Data extract:
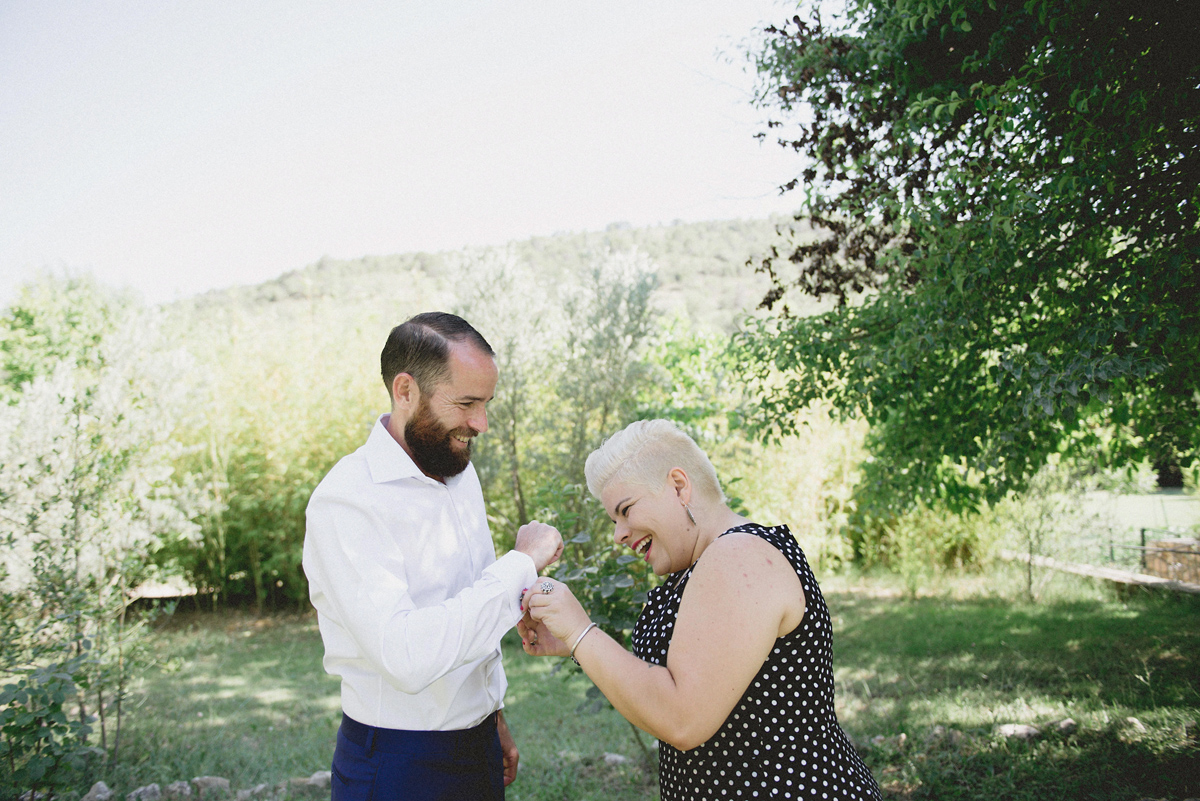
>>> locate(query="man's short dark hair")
[379,312,496,397]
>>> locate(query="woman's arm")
[524,534,804,751]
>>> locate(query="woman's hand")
[517,578,592,656]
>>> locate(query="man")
[304,312,563,801]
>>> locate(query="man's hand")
[512,520,563,573]
[496,710,521,787]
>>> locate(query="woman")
[517,420,880,801]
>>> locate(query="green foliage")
[0,275,136,403]
[738,0,1200,510]
[170,303,388,609]
[0,279,197,784]
[0,651,96,797]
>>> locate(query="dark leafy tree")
[737,0,1200,507]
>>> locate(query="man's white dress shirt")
[304,415,538,731]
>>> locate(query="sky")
[0,0,800,305]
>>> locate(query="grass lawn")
[82,565,1200,801]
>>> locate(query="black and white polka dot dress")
[634,523,880,801]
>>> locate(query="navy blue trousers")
[332,713,504,801]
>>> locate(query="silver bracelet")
[571,624,596,667]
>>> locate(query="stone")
[1122,717,1146,734]
[162,779,192,799]
[125,783,162,801]
[79,782,113,801]
[996,723,1042,741]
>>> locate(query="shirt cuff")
[484,550,538,622]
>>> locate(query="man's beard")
[404,398,475,478]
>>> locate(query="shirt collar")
[364,414,470,487]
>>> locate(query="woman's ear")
[667,468,691,504]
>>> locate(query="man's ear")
[391,373,421,417]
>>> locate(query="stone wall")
[1145,540,1200,584]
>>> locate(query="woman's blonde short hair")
[583,420,725,504]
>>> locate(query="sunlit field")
[82,570,1200,801]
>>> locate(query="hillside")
[181,217,825,331]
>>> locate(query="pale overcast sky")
[0,0,799,303]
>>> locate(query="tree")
[0,279,198,782]
[737,0,1200,507]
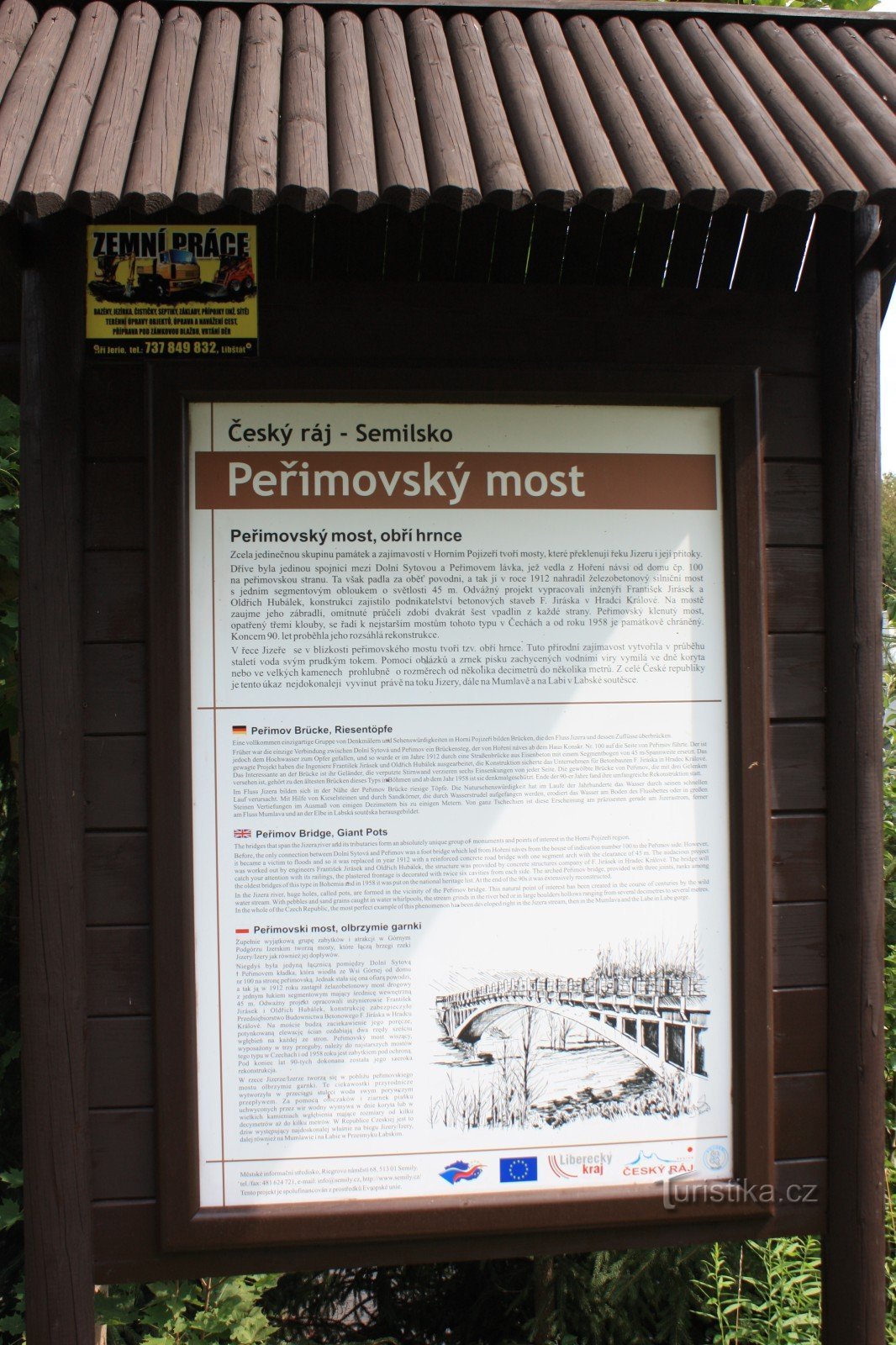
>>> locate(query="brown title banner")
[197,452,716,509]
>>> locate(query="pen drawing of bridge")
[430,955,709,1128]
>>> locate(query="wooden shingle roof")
[0,0,896,217]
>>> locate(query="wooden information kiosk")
[8,0,896,1345]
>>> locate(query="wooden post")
[818,208,885,1345]
[22,215,94,1345]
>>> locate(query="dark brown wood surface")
[228,4,277,214]
[121,5,202,214]
[640,18,775,210]
[828,23,896,108]
[678,18,822,210]
[753,18,896,204]
[280,4,329,210]
[365,8,430,210]
[406,9,482,210]
[0,0,38,98]
[524,11,631,211]
[20,217,94,1345]
[716,23,867,210]
[820,210,885,1345]
[445,13,533,210]
[69,0,160,217]
[327,9,379,211]
[795,23,896,157]
[16,0,119,218]
[601,18,728,210]
[484,11,581,210]
[0,5,76,210]
[564,16,678,210]
[177,7,240,215]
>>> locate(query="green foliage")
[97,1275,277,1345]
[694,1237,820,1345]
[0,397,23,1345]
[880,472,896,621]
[0,397,18,733]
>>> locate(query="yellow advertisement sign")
[86,224,258,358]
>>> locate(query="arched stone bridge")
[436,975,709,1078]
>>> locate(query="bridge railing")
[436,973,704,1009]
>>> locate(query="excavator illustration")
[87,247,247,304]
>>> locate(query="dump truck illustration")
[136,247,200,301]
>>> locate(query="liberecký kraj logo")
[623,1145,694,1181]
[547,1152,614,1181]
[439,1158,486,1186]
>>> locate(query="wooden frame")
[150,366,772,1267]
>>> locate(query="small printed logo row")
[439,1145,728,1186]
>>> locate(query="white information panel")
[190,402,732,1208]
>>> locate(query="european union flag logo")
[500,1158,538,1181]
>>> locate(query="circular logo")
[704,1145,728,1173]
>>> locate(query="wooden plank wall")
[83,267,826,1280]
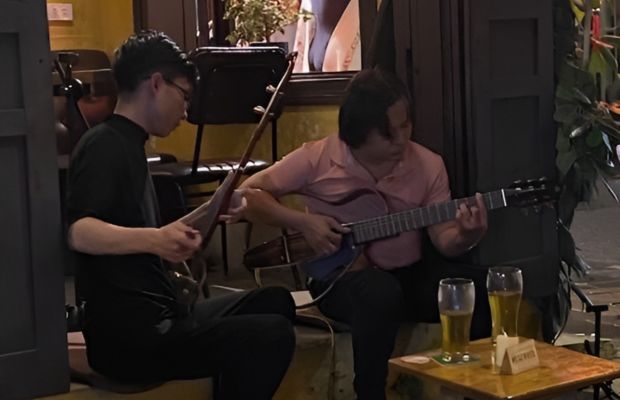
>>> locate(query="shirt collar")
[107,114,149,146]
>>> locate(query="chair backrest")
[52,49,111,71]
[187,46,288,125]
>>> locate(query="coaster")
[431,353,480,367]
[400,356,431,364]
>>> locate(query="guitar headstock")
[504,177,559,207]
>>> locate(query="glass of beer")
[487,267,523,343]
[437,278,476,364]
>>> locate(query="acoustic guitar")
[243,178,556,281]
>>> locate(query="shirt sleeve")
[268,143,316,197]
[67,134,123,225]
[424,156,451,205]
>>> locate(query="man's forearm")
[68,217,158,255]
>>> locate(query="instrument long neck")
[346,190,507,244]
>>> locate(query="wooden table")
[390,339,620,400]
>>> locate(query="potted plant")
[224,0,311,46]
[554,0,620,338]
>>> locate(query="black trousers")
[87,287,295,400]
[309,258,491,400]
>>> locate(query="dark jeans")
[89,287,295,400]
[309,260,491,400]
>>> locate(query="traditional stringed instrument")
[170,53,297,307]
[243,178,556,281]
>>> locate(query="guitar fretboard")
[347,189,507,244]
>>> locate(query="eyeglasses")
[164,77,192,103]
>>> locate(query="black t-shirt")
[67,114,177,346]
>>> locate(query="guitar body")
[243,234,362,280]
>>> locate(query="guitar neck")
[346,189,507,244]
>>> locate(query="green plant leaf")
[586,128,603,147]
[572,87,592,106]
[568,121,590,139]
[597,47,618,75]
[555,142,577,176]
[588,47,611,75]
[553,104,579,124]
[601,35,620,48]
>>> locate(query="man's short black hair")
[112,30,198,92]
[338,68,411,149]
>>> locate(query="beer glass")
[487,267,523,343]
[437,278,476,364]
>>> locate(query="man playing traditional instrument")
[68,31,295,399]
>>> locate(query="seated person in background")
[294,0,362,72]
[68,31,295,399]
[242,69,490,400]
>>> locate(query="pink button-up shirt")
[269,134,450,269]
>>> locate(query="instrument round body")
[243,233,316,270]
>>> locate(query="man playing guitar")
[242,69,490,400]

Exercise prompt:
Reproduce all of the material above, changing "foliage" to "greenery" wherever it occurs and keeping everything else the same. Omit the pictures.

Answer in full:
>>> locate(query="man's short dark hair")
[379,312,496,397]
>>> locate(query="woman's arm")
[524,534,804,751]
>>> locate(query="woman's hand")
[517,578,592,656]
>>> locate(query="man")
[304,312,563,801]
>>> locate(query="man's hand")
[512,520,563,573]
[496,710,521,787]
>>> locate(query="woman")
[517,420,880,801]
>>> locate(query="green greenery")
[0,275,136,403]
[738,0,1200,510]
[170,303,388,609]
[0,279,197,784]
[0,651,96,797]
>>> locate(query="dark leafy tree")
[737,0,1200,507]
>>> locate(query="man's white dress shirt")
[304,415,538,731]
>>> locate(query="sky")
[0,0,800,305]
>>> locate(query="grass lawn")
[82,565,1200,801]
>>> locate(query="black and white polka dot dress")
[634,523,880,801]
>>> locate(query="navy blue trousers")
[332,713,504,801]
>>> locate(query="silver bracelet")
[571,624,596,667]
>>> locate(query="stone")
[1122,717,1146,734]
[162,779,192,799]
[125,783,162,801]
[79,782,113,801]
[996,723,1042,741]
>>> locate(query="shirt cuff")
[484,550,538,622]
>>> locate(query="man's beard")
[404,398,475,478]
>>> locate(query="shirt collar")
[364,414,470,487]
>>> locate(query="woman's ear")
[667,468,691,504]
>>> locate(query="man's ear")
[391,373,421,417]
>>> locate(query="stone wall")
[1145,540,1200,584]
>>> locate(query="woman's blonde short hair")
[583,420,725,504]
>>> locate(query="sunlit field")
[82,570,1200,801]
>>> locate(query="hillside")
[181,217,825,331]
>>> locate(query="pale overcast sky")
[0,0,799,303]
>>> locate(query="tree")
[0,279,198,782]
[737,0,1200,507]
>>> locate(query="brown title banner")
[197,452,716,509]
>>> locate(query="pen drawing of bridge")
[430,955,709,1128]
>>> locate(query="wooden shingle roof")
[0,0,896,217]
>>> locate(query="wooden information kiosk")
[8,0,896,1345]
>>> locate(query="wooden post")
[818,208,885,1345]
[22,215,94,1345]
>>> locate(query="dark brown wood surface")
[228,4,277,214]
[121,5,202,214]
[640,18,775,210]
[828,23,896,108]
[678,18,822,210]
[753,18,896,204]
[280,4,329,210]
[365,8,430,210]
[406,9,482,210]
[0,0,38,98]
[524,11,631,211]
[20,217,94,1345]
[716,23,867,210]
[820,210,885,1345]
[445,13,533,210]
[69,0,160,217]
[327,9,379,211]
[795,23,896,157]
[16,0,119,218]
[601,18,728,210]
[484,11,581,210]
[0,5,76,210]
[564,16,678,210]
[177,7,240,215]
>>> locate(query="green greenery")
[97,1275,277,1345]
[694,1237,820,1345]
[0,397,23,1345]
[880,472,896,621]
[0,397,18,733]
>>> locate(query="yellow advertisement sign")
[86,224,258,358]
>>> locate(query="arched stone bridge")
[436,975,709,1078]
>>> locate(query="bridge railing")
[436,973,704,1009]
>>> locate(query="excavator illustration")
[87,247,247,304]
>>> locate(query="dump truck illustration")
[136,247,200,301]
>>> locate(query="liberecký kraj logo")
[623,1145,694,1181]
[547,1152,614,1181]
[439,1158,486,1186]
>>> locate(query="wooden frame")
[150,366,772,1267]
>>> locate(query="small printed logo row")
[439,1145,728,1186]
>>> locate(query="white information panel")
[190,402,732,1208]
>>> locate(query="european union flag logo")
[500,1158,538,1181]
>>> locate(query="circular logo")
[704,1145,728,1173]
>>> locate(query="wooden plank wall")
[83,267,826,1280]
>>> locate(query="shirt collar")
[107,114,149,146]
>>> locate(query="chair backrest")
[52,49,111,71]
[187,46,288,125]
>>> locate(query="coaster")
[431,353,480,367]
[400,356,431,364]
>>> locate(query="guitar headstock")
[504,177,559,207]
>>> locate(query="glass of beer")
[487,267,523,343]
[437,278,476,364]
>>> locate(query="acoustic guitar")
[243,178,556,281]
>>> locate(query="shirt sleeve")
[268,143,316,197]
[67,134,123,225]
[424,156,451,205]
>>> locate(query="man's forearm")
[68,217,158,255]
>>> locate(query="instrument long neck")
[346,190,507,244]
>>> locate(query="wooden table")
[390,339,620,400]
>>> locate(query="potted plant")
[224,0,311,46]
[554,0,620,338]
>>> locate(query="black trousers")
[87,287,295,400]
[309,258,491,400]
>>> locate(query="dark jeans")
[89,287,295,400]
[309,260,491,400]
>>> locate(query="traditional stringed instrument")
[170,53,297,307]
[243,178,556,281]
>>> locate(query="guitar fretboard")
[347,189,507,244]
>>> locate(query="eyeglasses")
[164,77,192,103]
>>> locate(query="black t-shirt")
[67,114,177,346]
>>> locate(query="guitar body")
[243,234,362,280]
>>> locate(query="guitar neck")
[346,189,507,244]
>>> locate(query="green plant leaf")
[586,128,603,147]
[572,87,592,106]
[568,121,590,139]
[597,47,618,75]
[555,142,577,176]
[588,47,611,75]
[553,104,579,124]
[601,35,620,48]
>>> locate(query="man's short black hair")
[112,30,198,92]
[338,68,411,149]
>>> locate(query="beer glass")
[487,267,523,343]
[437,278,476,364]
>>> locate(query="man playing traditional instrument")
[68,31,295,399]
>>> locate(query="seated person in background")
[294,0,362,72]
[68,31,295,399]
[242,69,490,400]
>>> locate(query="pink button-up shirt")
[269,134,450,269]
>>> locate(query="instrument round body")
[243,233,316,270]
>>> locate(query="man playing guitar")
[242,69,490,400]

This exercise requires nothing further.